● **CONSIGNE**:
Recopiez sans rien modifier le passage du texte sur les finances des départements, en commençant par « Une étude de » et en allant jusqu'à « Standard & Poor's. ».

● **PAGE**:

-=-=-

Une étude de l'agence de notation Standard & Poor's vient donner largement raison aux affirmations et demandes actuelles des départements. Oui, la situation financière des départements est plus que critique. Non, la crise n'explique pas tout, pas plus que les politiques d'initiative départementales. La cause de cette situation est bien à chercher du côté des transferts de compétences opérés depuis dix ans et de leur compensation incomplète. Non, ce n'est pas en grappillant çà et là des économies que l'on résoudra le problème. C'est tout le système de financement des compétences obligatoires qu'il faut revoir. Tel est, en substance, de qu'affirme Standard & Poor's.
Les termes utilisés par cette étude sont limpides : "Face à une détérioration avant tout d'ordre structurel, les quelques leviers dont disposaient les départements ont été mobilisés et sont aujourd'hui en voie d'épuisement. Ils auront cependant réussi à masquer l'enjeu réel du débat actuel : l'absence persistante de solutions pérennes apportées au financement des compétences obligatoires des départements." Plus précisément, l'agence constate que l'endettement des quinze départements les plus en difficulté ne résulte "ni d'une sous-utilisation de leur levier fiscal", "ni d'un sur-investissement", ni de la croissance des dépenses facultatives, celles-ci portant finalement sur "un volume budgétaire relativement réduit". S'agissant des dépenses obligatoires en revanche, qu'il s'agisse des allocations individuelles de solidarité (APA, RSA et prestations handicap) ou des personnels non-enseignant des collèges, "depuis leur transfert, l'écart entre ces dépenses et le montant de leur compensation n'a cessé de se creuser". Et en matière de recettes, "à partir de 2008, les éléments qui avaient jusqu'alors permis aux départements de bénéficier d'un sursis budgétaire ont progressivement disparu". En cause, rappelle Standard & Poor's, la réforme de la taxe professionnelle, l'indexation de l'enveloppe normée sur la seule inflation et l'effondrement des droits de mutations.

-=-=-

● **DONNÉES FOURNIES**:
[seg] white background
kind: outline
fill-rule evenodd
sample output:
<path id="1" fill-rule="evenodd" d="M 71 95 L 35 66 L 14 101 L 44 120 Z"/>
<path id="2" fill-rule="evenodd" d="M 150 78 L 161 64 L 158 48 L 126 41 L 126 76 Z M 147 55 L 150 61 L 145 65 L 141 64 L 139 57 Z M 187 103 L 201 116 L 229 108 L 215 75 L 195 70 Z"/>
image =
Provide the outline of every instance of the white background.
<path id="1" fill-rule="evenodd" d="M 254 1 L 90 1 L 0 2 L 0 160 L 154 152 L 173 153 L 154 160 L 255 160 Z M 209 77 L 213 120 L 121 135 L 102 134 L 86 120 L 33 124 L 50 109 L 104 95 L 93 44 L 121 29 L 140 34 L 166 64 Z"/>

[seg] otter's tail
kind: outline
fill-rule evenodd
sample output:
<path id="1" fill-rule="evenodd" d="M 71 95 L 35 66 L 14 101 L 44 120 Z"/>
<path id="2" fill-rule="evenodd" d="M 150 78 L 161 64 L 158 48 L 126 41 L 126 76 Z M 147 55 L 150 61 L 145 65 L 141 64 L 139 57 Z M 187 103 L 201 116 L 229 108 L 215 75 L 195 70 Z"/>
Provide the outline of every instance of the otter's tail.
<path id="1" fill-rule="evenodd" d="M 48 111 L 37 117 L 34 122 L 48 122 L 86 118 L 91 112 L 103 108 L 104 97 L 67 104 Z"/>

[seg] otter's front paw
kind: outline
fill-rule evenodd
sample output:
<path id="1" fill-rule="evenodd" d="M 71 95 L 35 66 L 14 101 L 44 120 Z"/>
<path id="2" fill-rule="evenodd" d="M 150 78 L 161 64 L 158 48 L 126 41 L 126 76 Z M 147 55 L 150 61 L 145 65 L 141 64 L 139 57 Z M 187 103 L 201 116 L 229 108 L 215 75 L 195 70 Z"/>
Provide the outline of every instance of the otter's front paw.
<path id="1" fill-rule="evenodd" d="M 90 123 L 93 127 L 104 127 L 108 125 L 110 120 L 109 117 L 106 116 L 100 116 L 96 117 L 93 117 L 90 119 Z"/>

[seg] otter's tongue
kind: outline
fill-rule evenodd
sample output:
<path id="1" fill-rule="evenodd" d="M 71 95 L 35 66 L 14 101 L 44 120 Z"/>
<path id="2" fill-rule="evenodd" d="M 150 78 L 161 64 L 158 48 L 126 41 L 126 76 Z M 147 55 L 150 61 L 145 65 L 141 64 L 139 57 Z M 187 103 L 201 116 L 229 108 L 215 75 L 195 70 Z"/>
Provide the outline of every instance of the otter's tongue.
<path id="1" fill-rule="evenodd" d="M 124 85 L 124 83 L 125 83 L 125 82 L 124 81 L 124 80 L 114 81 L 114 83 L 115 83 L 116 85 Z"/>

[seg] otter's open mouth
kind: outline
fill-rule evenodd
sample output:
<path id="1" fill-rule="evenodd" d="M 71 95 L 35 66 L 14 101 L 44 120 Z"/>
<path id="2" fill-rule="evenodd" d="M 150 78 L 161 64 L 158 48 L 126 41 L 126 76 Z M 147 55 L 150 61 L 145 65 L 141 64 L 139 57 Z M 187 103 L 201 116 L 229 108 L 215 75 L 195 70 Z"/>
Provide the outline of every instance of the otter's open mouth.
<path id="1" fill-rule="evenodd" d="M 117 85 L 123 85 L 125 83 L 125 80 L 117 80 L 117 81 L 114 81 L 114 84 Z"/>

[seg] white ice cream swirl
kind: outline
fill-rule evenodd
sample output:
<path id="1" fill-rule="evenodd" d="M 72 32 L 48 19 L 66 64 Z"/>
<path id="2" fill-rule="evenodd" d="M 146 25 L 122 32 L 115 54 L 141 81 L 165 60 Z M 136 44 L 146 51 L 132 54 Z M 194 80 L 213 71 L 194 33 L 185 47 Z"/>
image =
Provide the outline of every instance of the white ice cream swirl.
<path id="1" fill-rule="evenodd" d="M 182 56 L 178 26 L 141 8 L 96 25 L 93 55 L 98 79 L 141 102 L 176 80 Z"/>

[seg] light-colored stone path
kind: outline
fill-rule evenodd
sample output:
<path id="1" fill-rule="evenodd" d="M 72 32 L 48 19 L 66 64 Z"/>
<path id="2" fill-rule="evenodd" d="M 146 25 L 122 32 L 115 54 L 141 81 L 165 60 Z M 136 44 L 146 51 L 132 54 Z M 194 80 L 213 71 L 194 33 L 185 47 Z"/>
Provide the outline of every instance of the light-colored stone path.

-=-=-

● **CORRIGÉ**:
Une étude de l'agence de notation Standard & Poor's vient donner largement raison aux affirmations et demandes actuelles des départements. Oui, la situation financière des départements est plus que critique. Non, la crise n'explique pas tout, pas plus que les politiques d'initiative départementales. La cause de cette situation est bien à chercher du côté des transferts de compétences opérés depuis dix ans et de leur compensation incomplète. Non, ce n'est pas en grappillant çà et là des économies que l'on résoudra le problème. C'est tout le système de financement des compétences obligatoires qu'il faut revoir. Tel est, en substance, de qu'affirme Standard & Poor's.